DATA EXTRACT START

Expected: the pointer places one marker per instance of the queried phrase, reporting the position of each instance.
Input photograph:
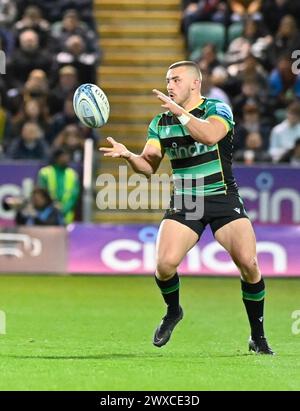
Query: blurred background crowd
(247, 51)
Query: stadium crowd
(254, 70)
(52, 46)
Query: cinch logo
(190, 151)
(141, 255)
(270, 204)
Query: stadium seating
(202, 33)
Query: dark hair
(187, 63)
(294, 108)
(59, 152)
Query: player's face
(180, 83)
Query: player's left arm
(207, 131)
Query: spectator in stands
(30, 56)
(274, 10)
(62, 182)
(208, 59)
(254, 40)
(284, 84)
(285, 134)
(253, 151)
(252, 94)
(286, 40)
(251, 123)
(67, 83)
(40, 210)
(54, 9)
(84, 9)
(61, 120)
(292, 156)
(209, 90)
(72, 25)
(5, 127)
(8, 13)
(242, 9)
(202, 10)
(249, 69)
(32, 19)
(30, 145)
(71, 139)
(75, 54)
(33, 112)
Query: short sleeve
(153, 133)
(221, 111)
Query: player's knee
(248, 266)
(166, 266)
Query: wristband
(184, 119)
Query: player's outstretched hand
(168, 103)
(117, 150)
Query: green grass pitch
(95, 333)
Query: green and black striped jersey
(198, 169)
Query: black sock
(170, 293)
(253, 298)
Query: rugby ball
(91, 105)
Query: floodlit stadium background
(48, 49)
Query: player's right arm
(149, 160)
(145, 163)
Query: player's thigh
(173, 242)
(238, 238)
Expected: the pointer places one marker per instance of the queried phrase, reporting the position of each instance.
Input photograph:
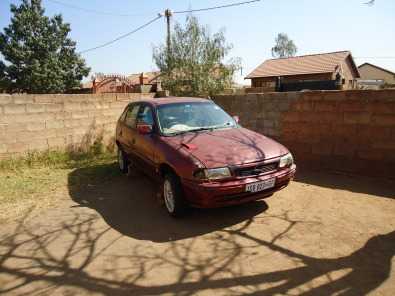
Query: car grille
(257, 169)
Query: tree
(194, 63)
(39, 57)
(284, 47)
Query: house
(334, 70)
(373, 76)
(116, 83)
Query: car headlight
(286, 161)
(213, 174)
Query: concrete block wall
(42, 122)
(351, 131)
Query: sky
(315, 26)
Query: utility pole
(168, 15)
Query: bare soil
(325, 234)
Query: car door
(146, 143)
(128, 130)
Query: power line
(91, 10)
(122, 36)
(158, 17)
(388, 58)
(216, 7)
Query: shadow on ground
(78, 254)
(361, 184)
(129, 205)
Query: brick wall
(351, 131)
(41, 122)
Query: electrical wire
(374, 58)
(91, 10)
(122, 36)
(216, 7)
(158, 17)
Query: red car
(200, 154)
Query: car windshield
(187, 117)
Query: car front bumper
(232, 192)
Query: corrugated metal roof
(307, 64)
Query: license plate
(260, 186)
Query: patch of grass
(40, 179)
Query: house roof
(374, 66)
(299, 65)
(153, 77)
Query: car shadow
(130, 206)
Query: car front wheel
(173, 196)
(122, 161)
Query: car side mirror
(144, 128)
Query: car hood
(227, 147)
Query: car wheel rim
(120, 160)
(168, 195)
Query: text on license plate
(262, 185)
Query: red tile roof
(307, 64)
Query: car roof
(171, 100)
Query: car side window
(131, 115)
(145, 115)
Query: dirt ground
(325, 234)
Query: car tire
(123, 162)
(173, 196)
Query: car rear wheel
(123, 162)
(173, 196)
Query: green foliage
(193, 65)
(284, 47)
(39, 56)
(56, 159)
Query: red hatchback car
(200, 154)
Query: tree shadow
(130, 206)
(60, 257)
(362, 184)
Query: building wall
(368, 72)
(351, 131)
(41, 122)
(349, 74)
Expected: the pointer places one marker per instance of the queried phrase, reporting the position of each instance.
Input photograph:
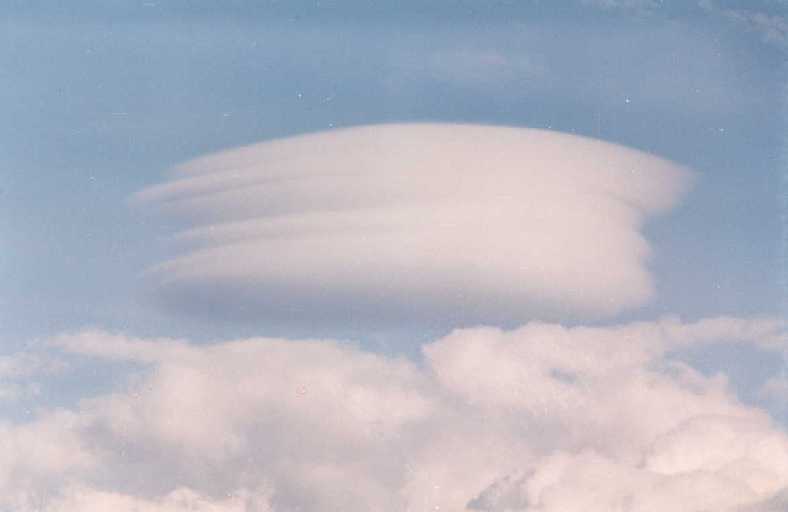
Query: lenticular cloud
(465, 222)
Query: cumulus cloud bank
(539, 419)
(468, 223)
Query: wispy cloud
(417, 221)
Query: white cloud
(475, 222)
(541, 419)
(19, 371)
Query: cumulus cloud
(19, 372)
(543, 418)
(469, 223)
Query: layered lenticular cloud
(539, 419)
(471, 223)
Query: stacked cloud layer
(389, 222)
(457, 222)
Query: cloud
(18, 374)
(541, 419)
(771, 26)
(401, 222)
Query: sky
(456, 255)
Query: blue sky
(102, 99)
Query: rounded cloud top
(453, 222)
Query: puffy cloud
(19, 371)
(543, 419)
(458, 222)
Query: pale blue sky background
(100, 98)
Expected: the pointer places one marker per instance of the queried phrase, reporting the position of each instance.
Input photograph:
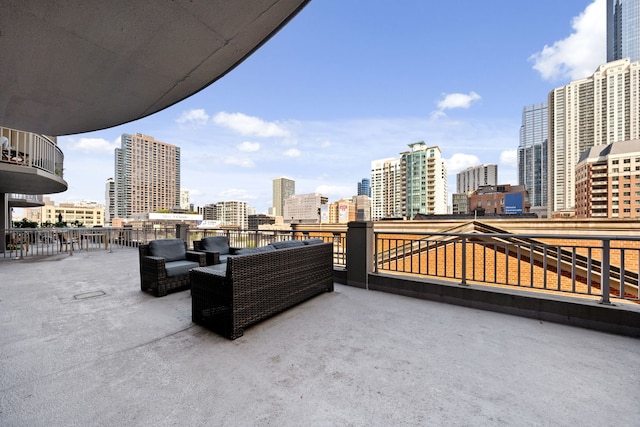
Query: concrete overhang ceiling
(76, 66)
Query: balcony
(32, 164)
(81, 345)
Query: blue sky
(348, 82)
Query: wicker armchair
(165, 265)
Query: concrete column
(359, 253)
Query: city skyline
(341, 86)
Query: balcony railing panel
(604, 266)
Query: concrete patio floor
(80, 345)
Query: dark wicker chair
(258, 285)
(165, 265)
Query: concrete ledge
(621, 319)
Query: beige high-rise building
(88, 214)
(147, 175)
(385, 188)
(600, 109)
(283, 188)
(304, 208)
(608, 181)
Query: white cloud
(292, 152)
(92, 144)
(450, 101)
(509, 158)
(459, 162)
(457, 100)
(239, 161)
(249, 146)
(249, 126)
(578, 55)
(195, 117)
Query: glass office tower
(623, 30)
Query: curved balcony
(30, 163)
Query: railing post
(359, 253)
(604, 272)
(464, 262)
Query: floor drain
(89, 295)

DATA EXTRACT END

*WHAT IS REQUIRED*: Transcribe all of the data above verbatim but omit every picture.

*ANSWER BOX*:
Expected: the pointer places one marker per instance of the queried phrase, reporting the position of each instance.
Input photograph:
Query: blurred background crowd
(247, 51)
Query: stadium crowd
(254, 70)
(52, 46)
Query: cinch logo
(190, 151)
(141, 255)
(270, 204)
Query: stadium seating
(202, 33)
Query: dark hair
(187, 63)
(294, 108)
(59, 152)
Query: player's face
(180, 83)
Query: player's left arm
(207, 131)
Query: spectator in stands
(30, 56)
(274, 10)
(62, 182)
(208, 59)
(254, 40)
(284, 84)
(285, 134)
(253, 151)
(252, 94)
(286, 40)
(251, 123)
(67, 83)
(40, 210)
(54, 9)
(84, 9)
(61, 120)
(292, 156)
(209, 90)
(72, 25)
(5, 127)
(8, 13)
(242, 9)
(202, 10)
(249, 69)
(32, 19)
(30, 145)
(71, 139)
(75, 54)
(33, 112)
Query: short sleeve
(153, 133)
(221, 111)
Query: player's knee
(248, 266)
(166, 266)
Query: wristband
(184, 119)
Query: player's outstretched hand
(168, 103)
(117, 150)
Query: green grass pitch
(95, 333)
Query: green and black striped jersey
(198, 169)
Query: black sock
(170, 293)
(253, 298)
Query: rugby ball
(91, 105)
Query: floodlit stadium background
(48, 49)
Query: player's right arm
(149, 160)
(145, 163)
Query: player's thigh
(173, 242)
(238, 238)
Expected: the pointer places one marker per instance of the queried phrase, reporting the position of each instance.
Input photograph:
Query: car grille
(257, 169)
Query: tree
(194, 63)
(39, 57)
(284, 47)
Query: house
(334, 70)
(373, 76)
(116, 83)
Query: car headlight
(286, 161)
(213, 174)
Query: concrete block wall
(42, 122)
(351, 131)
Query: sky
(315, 26)
Query: utility pole
(168, 15)
Query: bare soil
(325, 234)
Query: car door
(146, 143)
(128, 130)
Query: power line
(91, 10)
(122, 36)
(158, 17)
(388, 58)
(216, 7)
Query: shadow on ground
(78, 254)
(361, 184)
(129, 205)
Query: brick wall
(351, 131)
(41, 122)
Query: electrical wire
(374, 58)
(91, 10)
(122, 36)
(216, 7)
(158, 17)
Query: red car
(200, 154)
Query: car windshield
(187, 117)
Query: car front bumper
(232, 192)
Query: corrugated metal roof
(307, 64)
Query: license plate
(260, 186)
Query: patch of grass
(40, 179)
Query: house roof
(374, 66)
(299, 65)
(153, 77)
Query: car shadow
(130, 206)
Query: car front wheel
(173, 196)
(122, 161)
Query: car side mirror
(144, 128)
Query: car hood
(227, 147)
Query: car wheel rim
(120, 160)
(168, 195)
Query: text on license plate
(262, 185)
Query: red tile roof
(307, 64)
Query: car roof
(171, 100)
Query: car side window
(131, 115)
(145, 115)
Query: dirt ground
(325, 234)
Query: car tire
(123, 162)
(173, 196)
Query: car rear wheel
(123, 162)
(173, 196)
Query: green foliage
(193, 65)
(284, 47)
(39, 56)
(56, 159)
Query: red hatchback car
(200, 154)
Query: tree shadow
(130, 206)
(60, 257)
(362, 184)
Query: building wall
(368, 72)
(351, 131)
(41, 122)
(349, 74)
Expected: the pointer places one marker per instance of the queried phrase, reporting the position of each instance.
Input photograph:
Query: lenticular cloud
(465, 222)
Query: cumulus cloud bank
(539, 419)
(468, 223)
Query: wispy cloud
(417, 221)
Query: white cloud
(475, 222)
(541, 419)
(19, 371)
Query: cumulus cloud
(19, 372)
(543, 418)
(469, 223)
Query: layered lenticular cloud
(539, 419)
(471, 223)
Query: stacked cloud layer
(389, 222)
(457, 222)
Query: cloud
(18, 374)
(541, 419)
(771, 26)
(401, 222)
Query: sky
(456, 255)
Query: blue sky
(102, 99)
Query: rounded cloud top
(453, 222)
Query: puffy cloud
(19, 371)
(543, 419)
(458, 222)
Query: pale blue sky background
(100, 98)
Expected: the pointer places one marker per instance of the queried phrase, reporting the position of each instance.
Input photograph:
Query: concrete overhang ceiling
(76, 66)
Query: balcony
(32, 164)
(81, 345)
Query: blue sky
(348, 82)
Query: wicker armchair
(165, 265)
Query: concrete column
(359, 253)
Query: city skyline
(341, 86)
Query: balcony railing panel
(604, 266)
Query: concrete patio floor
(80, 345)
Query: dark wicker chair
(258, 285)
(165, 265)
Query: concrete ledge
(621, 319)
Query: beige high-rise building
(88, 214)
(147, 175)
(385, 188)
(600, 109)
(283, 188)
(304, 208)
(608, 181)
Query: white cloud
(292, 152)
(92, 144)
(450, 101)
(509, 158)
(459, 162)
(457, 100)
(239, 161)
(249, 146)
(249, 126)
(578, 55)
(195, 117)
Query: glass office tower
(623, 30)
Query: curved balcony
(30, 163)
Query: railing post
(359, 253)
(604, 272)
(464, 262)
Query: floor drain
(89, 295)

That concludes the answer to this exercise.